Segment Start: Source data
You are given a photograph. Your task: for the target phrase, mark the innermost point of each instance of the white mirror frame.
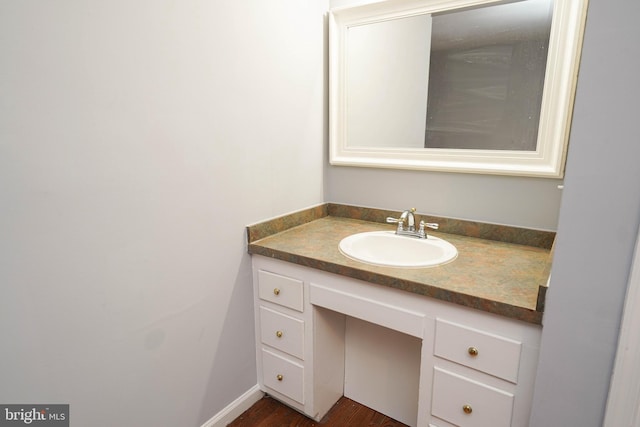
(557, 99)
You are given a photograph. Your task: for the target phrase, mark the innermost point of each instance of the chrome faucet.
(408, 218)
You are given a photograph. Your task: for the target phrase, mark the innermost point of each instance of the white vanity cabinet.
(285, 339)
(475, 368)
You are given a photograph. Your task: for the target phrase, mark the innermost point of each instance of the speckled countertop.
(491, 275)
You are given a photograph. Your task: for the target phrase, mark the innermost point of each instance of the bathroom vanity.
(453, 345)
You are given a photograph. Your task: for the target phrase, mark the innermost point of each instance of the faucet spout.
(408, 218)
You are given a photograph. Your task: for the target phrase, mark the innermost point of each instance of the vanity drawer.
(489, 353)
(283, 376)
(464, 402)
(283, 332)
(281, 290)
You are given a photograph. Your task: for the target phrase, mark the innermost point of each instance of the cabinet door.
(489, 353)
(281, 290)
(283, 332)
(283, 376)
(464, 402)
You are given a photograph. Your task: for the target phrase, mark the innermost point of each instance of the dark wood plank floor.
(268, 412)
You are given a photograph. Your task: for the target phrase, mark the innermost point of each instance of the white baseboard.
(235, 408)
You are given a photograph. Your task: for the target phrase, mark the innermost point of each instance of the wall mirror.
(476, 86)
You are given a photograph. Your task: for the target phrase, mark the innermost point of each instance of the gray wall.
(137, 139)
(599, 219)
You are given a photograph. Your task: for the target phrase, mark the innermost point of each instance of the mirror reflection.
(461, 79)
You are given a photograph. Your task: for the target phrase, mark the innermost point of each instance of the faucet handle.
(431, 225)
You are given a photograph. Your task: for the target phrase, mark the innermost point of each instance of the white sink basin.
(385, 248)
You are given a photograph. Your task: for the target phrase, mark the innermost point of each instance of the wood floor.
(268, 412)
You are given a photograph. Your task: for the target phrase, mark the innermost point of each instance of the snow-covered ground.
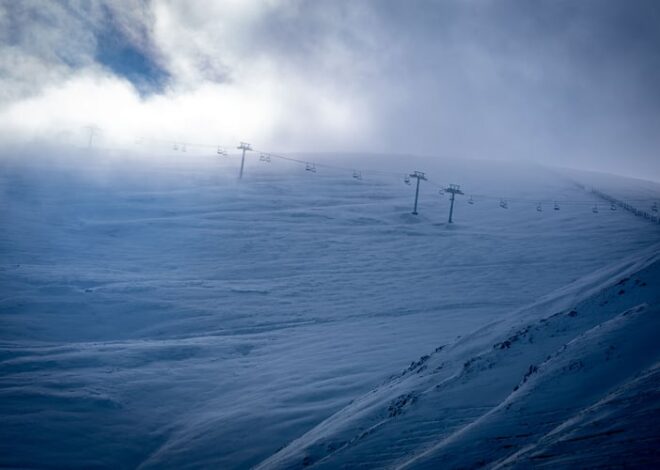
(154, 314)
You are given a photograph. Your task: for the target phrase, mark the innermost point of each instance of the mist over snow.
(556, 82)
(226, 240)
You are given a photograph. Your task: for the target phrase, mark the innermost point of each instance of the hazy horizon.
(554, 82)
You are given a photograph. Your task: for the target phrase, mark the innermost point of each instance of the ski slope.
(157, 313)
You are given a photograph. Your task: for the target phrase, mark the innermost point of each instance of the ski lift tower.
(419, 176)
(244, 147)
(454, 189)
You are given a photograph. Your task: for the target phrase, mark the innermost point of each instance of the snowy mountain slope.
(620, 430)
(158, 314)
(502, 388)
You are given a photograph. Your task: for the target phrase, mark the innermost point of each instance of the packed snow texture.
(163, 315)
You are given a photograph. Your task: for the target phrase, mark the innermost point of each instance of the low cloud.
(561, 83)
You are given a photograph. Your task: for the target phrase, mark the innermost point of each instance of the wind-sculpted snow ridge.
(577, 370)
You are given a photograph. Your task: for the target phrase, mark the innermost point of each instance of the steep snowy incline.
(164, 315)
(494, 394)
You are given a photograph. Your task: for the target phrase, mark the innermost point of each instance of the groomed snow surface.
(162, 315)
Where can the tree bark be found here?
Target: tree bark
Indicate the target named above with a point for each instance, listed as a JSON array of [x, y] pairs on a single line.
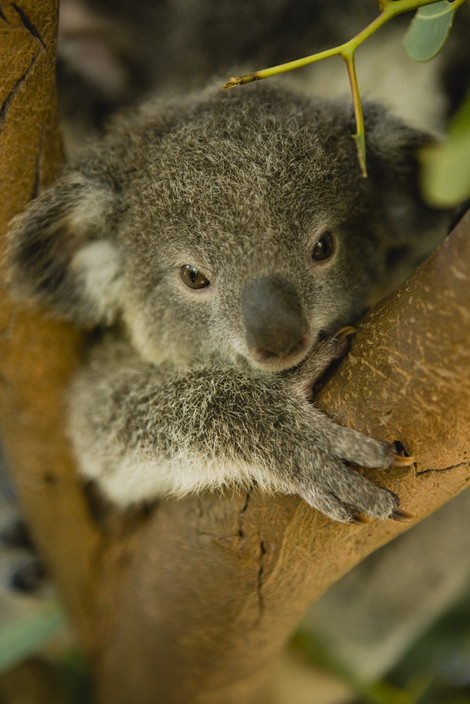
[[193, 602]]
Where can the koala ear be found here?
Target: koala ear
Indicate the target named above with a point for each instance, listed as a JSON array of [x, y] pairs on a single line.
[[62, 251]]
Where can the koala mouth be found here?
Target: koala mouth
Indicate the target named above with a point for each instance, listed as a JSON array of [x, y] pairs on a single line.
[[276, 330], [274, 361]]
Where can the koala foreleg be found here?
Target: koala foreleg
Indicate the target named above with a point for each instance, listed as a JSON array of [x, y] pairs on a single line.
[[143, 431]]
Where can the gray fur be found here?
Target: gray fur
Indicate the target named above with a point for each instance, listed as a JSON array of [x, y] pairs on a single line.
[[189, 390]]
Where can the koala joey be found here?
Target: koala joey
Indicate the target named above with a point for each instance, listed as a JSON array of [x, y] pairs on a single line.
[[220, 241]]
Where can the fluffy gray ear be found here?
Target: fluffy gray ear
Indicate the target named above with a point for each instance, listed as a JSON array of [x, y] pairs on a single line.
[[411, 228], [62, 251]]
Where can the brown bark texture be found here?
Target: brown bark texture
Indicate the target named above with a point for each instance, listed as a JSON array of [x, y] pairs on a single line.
[[194, 602]]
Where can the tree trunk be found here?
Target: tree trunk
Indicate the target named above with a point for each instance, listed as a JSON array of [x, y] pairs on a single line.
[[194, 602]]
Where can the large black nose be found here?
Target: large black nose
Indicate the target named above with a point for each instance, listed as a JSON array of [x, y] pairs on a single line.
[[275, 325]]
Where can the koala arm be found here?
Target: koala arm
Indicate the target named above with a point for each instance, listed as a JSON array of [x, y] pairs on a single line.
[[143, 432]]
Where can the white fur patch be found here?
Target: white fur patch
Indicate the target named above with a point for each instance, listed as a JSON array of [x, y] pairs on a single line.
[[97, 266], [133, 479]]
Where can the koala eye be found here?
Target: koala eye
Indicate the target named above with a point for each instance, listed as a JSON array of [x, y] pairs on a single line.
[[323, 247], [192, 277]]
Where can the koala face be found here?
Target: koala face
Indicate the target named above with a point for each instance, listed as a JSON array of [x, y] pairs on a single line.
[[234, 226]]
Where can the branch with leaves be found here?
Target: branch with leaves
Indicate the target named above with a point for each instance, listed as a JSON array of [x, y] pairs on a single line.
[[425, 38]]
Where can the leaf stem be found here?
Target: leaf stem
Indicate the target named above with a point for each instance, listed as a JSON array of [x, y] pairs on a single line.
[[388, 10]]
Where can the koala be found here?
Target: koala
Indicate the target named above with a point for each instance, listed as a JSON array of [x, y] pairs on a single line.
[[218, 242]]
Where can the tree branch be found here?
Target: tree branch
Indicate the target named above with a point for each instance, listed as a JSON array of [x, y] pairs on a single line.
[[194, 602]]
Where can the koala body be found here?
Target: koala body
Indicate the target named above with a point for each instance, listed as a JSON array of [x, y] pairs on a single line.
[[222, 240]]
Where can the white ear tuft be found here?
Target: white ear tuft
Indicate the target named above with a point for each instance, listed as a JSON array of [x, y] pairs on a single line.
[[97, 270]]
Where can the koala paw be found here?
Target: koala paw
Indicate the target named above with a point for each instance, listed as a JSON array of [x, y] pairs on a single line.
[[342, 493]]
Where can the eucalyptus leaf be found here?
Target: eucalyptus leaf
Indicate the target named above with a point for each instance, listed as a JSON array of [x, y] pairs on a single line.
[[446, 173], [446, 166], [21, 639], [429, 30]]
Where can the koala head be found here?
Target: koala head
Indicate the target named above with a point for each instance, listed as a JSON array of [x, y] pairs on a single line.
[[232, 225]]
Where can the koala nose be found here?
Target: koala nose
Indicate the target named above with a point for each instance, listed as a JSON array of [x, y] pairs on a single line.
[[275, 325]]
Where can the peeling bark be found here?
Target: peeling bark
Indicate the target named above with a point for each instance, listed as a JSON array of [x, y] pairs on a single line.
[[194, 601]]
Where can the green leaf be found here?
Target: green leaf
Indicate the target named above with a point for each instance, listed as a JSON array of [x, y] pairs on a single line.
[[446, 166], [429, 30], [20, 639]]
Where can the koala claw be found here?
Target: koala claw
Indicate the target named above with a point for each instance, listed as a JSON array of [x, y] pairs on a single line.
[[345, 332], [402, 460], [401, 516]]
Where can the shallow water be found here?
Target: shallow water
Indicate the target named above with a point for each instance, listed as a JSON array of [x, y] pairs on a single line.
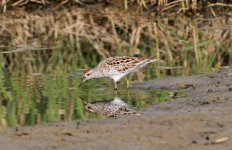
[[43, 98]]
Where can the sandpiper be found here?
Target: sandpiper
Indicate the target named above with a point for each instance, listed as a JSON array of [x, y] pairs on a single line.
[[116, 68]]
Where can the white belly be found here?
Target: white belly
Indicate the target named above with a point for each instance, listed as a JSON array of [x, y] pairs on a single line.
[[117, 77]]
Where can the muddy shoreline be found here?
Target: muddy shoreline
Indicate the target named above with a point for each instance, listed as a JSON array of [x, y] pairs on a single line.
[[201, 119]]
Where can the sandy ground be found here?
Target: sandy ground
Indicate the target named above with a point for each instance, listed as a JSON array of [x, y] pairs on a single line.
[[200, 120]]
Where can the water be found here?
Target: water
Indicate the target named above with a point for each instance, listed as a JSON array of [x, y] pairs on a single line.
[[42, 98]]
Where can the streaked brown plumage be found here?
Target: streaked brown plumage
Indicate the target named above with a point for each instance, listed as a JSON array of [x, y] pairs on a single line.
[[116, 68]]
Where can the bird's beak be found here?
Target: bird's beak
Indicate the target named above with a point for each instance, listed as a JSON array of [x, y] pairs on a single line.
[[82, 81]]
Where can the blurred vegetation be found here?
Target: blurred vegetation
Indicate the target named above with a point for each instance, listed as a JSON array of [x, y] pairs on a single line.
[[43, 41]]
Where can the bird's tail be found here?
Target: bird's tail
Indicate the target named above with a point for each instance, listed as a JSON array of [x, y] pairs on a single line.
[[147, 61]]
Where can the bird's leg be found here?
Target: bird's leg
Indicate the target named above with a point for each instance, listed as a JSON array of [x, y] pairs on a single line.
[[127, 83], [115, 86]]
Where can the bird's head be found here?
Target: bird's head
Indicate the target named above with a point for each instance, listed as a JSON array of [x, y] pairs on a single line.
[[88, 74]]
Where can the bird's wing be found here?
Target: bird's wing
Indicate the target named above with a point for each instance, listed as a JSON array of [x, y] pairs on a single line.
[[120, 63]]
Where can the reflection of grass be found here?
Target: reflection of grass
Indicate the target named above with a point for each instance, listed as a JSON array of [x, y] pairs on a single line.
[[48, 98]]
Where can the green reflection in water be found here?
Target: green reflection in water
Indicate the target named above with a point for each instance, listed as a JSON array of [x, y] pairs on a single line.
[[39, 98]]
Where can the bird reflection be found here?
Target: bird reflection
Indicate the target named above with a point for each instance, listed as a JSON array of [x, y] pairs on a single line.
[[113, 108]]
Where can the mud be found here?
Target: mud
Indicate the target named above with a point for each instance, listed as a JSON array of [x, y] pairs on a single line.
[[202, 119]]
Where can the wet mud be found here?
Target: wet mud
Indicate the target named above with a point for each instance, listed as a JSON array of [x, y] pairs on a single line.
[[202, 119]]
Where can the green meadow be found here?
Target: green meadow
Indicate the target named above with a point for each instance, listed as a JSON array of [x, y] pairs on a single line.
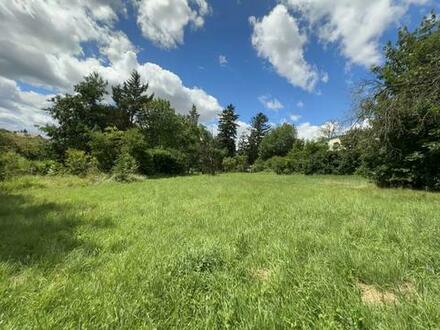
[[249, 251]]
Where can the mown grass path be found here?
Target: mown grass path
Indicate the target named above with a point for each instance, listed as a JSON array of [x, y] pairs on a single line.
[[241, 251]]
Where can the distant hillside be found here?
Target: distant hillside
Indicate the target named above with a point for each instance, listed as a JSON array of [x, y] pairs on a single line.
[[23, 143]]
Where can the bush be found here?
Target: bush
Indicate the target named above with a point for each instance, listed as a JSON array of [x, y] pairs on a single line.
[[259, 166], [167, 161], [45, 167], [278, 142], [134, 142], [235, 164], [105, 147], [79, 163], [125, 167], [280, 165], [12, 164]]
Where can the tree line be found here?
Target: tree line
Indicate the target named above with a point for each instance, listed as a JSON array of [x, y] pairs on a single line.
[[138, 133]]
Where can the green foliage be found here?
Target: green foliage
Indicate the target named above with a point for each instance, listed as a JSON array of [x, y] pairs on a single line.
[[235, 164], [76, 115], [29, 146], [45, 167], [227, 130], [280, 165], [238, 251], [125, 167], [259, 129], [168, 161], [13, 164], [210, 156], [278, 142], [131, 98], [259, 166], [77, 162], [106, 146], [403, 108], [135, 144]]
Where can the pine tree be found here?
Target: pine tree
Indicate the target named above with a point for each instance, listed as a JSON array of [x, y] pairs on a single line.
[[194, 116], [131, 96], [228, 130], [260, 128]]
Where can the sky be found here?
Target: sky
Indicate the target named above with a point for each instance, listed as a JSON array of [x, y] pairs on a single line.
[[297, 61]]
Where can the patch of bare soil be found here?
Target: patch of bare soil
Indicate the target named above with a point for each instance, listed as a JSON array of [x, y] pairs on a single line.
[[371, 295]]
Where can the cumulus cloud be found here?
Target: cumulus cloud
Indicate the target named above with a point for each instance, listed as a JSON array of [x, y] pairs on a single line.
[[43, 43], [277, 38], [19, 109], [356, 25], [308, 131], [270, 103], [164, 21], [222, 60], [295, 117]]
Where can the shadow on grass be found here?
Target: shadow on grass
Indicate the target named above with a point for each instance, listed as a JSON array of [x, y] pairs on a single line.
[[34, 232]]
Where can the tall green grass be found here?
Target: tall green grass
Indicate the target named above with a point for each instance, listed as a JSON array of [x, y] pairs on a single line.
[[240, 251]]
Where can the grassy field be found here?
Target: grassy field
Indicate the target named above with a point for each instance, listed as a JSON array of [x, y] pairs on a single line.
[[241, 251]]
Segment End: Source data
**Your assignment**
Exactly the lines starting at the one above with "snowy mountain slope." and ending at the one with "Target: fluffy gray ear" should be printed, and nothing else. Omit the pictures.

**Output below**
You are given a photograph. Your task: for the target phrase, mark the innermost point of each instance of the snowy mountain slope.
(620, 430)
(158, 314)
(502, 388)
You are given a photograph. Your task: for the target phrase, mark the innermost point of each instance of the packed snow texture.
(163, 315)
You are given a photograph. Your task: for the target phrase, mark the innermost point of each instance of the low cloud.
(561, 83)
You are given a photograph. Your task: for the target phrase, mark the innermost point of each instance of the wind-sculpted snow ridge.
(577, 370)
You are given a photograph. Your task: for the target phrase, mark the innermost point of each instance of the steep snowy incline.
(164, 315)
(494, 394)
You are given a photograph. Your task: for the target phrase, mark the innermost point of each instance of the groomed snow surface.
(162, 315)
Where can the tree bark be found here?
Target: tree bark
Indicate the target named above with a point for each instance, listed as a JSON array of [x, y] pairs on a single line.
[[193, 602]]
Where can the koala ear be found here?
Target: koala ear
Indicate the target named above with a point for each instance, listed as a JSON array of [x, y] pairs on a single line.
[[62, 251]]
Where can the koala mouth be found here?
Target: koala mouth
Indicate the target named above with a point for each instance, listed as a JSON array of [x, y] pairs on a single line.
[[276, 330], [274, 361]]
Where can the koala foreleg be found here?
Target: koala foreleg
Indicate the target named above with a point for each instance, listed as a JSON array of [x, y] pairs on a single line.
[[143, 431]]
Where can the gray fur be found here?
Target: gray fur
Indicate the target named above with a point for each instance, listed as a JSON array of [x, y] pairs on a single line.
[[189, 390]]
Where can the koala joey be found here?
Target: koala joey
Indicate the target named above with a point for each instance, listed as a JSON array of [x, y] pairs on a single line.
[[220, 241]]
Where can the fluffy gray ear be found here?
Target: fluffy gray ear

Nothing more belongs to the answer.